▸ **Given instruction**
In the entries below, render the text from the line with "of the blue" up to and including the line with "Target: blue painted mark on wall" as a Markdown table with the columns Row and Line. Number each row and leave out blank lines.

▸ **Task data**
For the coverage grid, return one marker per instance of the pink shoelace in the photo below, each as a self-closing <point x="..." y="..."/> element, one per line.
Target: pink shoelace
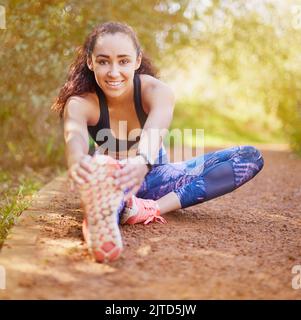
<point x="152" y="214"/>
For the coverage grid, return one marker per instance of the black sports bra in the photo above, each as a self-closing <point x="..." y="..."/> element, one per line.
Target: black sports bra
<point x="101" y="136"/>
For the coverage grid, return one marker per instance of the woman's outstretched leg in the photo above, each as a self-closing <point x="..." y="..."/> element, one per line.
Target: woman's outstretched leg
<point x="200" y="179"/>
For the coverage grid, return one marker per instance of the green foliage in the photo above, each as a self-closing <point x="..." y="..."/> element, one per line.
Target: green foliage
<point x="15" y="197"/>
...
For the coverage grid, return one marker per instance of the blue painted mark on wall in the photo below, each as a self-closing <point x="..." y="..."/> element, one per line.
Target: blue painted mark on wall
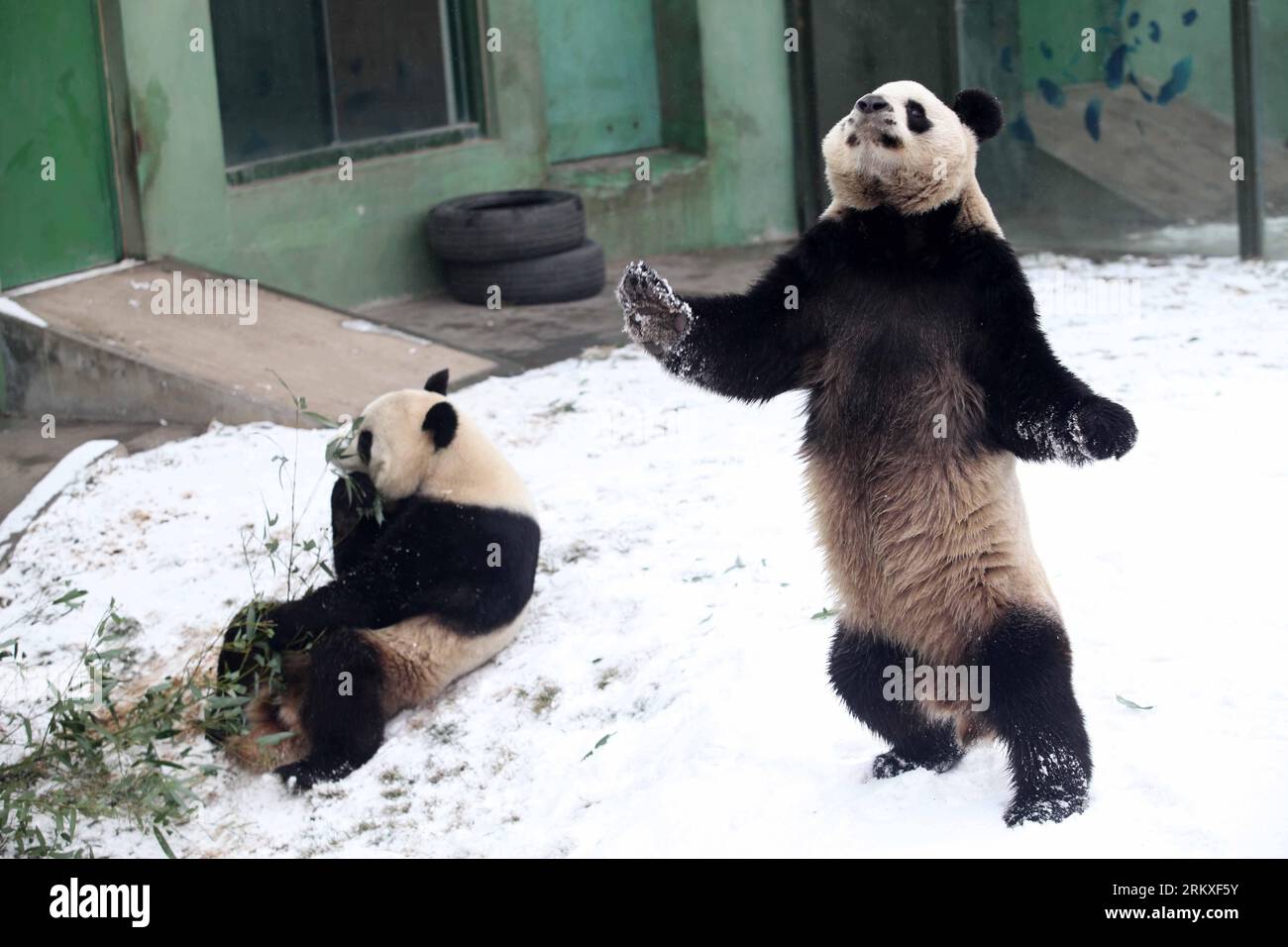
...
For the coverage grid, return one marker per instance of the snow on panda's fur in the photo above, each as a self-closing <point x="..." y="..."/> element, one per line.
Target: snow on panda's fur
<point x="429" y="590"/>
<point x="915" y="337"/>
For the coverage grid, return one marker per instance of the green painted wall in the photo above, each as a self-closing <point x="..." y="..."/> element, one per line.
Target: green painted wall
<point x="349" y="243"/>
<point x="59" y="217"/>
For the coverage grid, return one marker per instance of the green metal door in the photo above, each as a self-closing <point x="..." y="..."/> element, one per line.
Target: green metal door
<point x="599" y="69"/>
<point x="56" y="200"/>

▸ **Correct result**
| Row | Line |
|---|---|
| 1 | For the coverage grid, return one marker per instance of the blue painted mark on wall in the photo below, each as a self-closing <point x="..." y="..."/> element, one per line. |
| 2 | Target: blue painted mark on wall |